─── TEXTE SOURCE
Veut-on faire de Bruxelles un nouveau Louvain-la-Neuve ?
Bruxelles est indéniablement la question institutionnelle du moment en politique intérieure. Ironique retour du balancier historique : là où la région-capitale a pu être négligée voire méprisée par certains intérêts flamands et wallons dans les réformes de l’Etat des premiers temps du fédéralisme belge, elle constitue désormais le noeud gordien de toute évolution institutionnelle du pays, ce qui lui vaut une attention soutenue, voire certains égards. L’appel « Nous existons » lancé dans ce contexte en décembre dernier et les multiples manifestations d’intérêts dont il a été suivi [1] illustrent si besoin est ce retournement de situation.
Cet appel est un texte assez sympathique par bien des aspects. Il suscite cependant chez moi certaines réserves, contient certaines contradictions que j’aimerais examiner ici. Je précise que la position d’où je parle est hybride : bien qu’habitant Liège, je ne me considère qu’assez peu comme « wallon » et j’ai passé ces dernières années une part conséquente de mon temps à Bruxelles. J’y ai milité, j’y ai habité, j’y suis pour le moment étudiant et c’est une ville que j’apprécie globalement beaucoup (même si cette ville pâtit de la place démesurée qu’elle accorde à la voiture). Bref, si je ne me sens pas pour autant Bruxellois, j’estime quand même que ce bout de territoire est aussi un peu le mien.
Mais venons-en à la critique annoncée.
──────
─── LIGNES DE DONNÉES
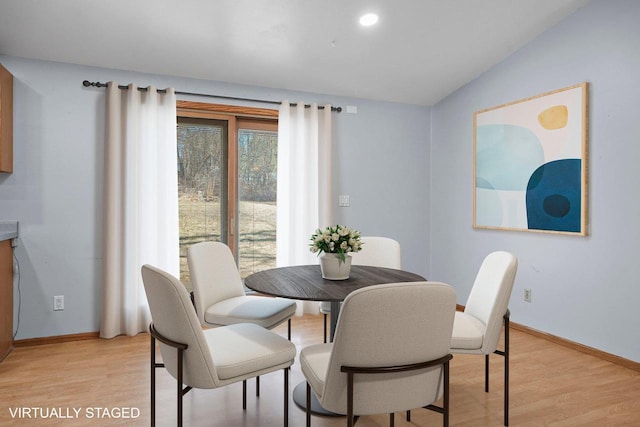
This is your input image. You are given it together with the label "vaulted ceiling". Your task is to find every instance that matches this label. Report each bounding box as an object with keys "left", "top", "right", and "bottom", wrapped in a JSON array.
──────
■ LISTE DES TÂCHES:
[a] D'après le texte source, pourquoi Bruxelles reçoit-elle aujourd'hui une attention soutenue en politique intérieure ? Répondez en une à trois phrases.
[b] Répondez brièvement à ces questions sur le texte source :
(i) Quand l'appel « Nous existons » a-t-il été lancé ?
(ii) Dans quelle ville habite la personne qui écrit ?
(iii) De quoi Bruxelles pâtit-elle selon cette personne ?
[c] Énumérez toutes les activités que la personne qui écrit dit avoir exercées ou exercer à Bruxelles, selon le texte source.

■ RÉPONSES RÉDIGÉES:
[a] Bruxelles est devenue le nœud gordien de toute évolution institutionnelle de la Belgique. Pourtant, elle avait pu être négligée, voire méprisée, par certains intérêts flamands et wallons lors des premières réformes de l'État.

[b]
(i) En décembre dernier.
(ii) À Liège.
(iii) De la place démesurée qu'elle accorde à la voiture.

[c]
- Elle y a milité.
- Elle y a habité.
- Elle y est actuellement étudiante.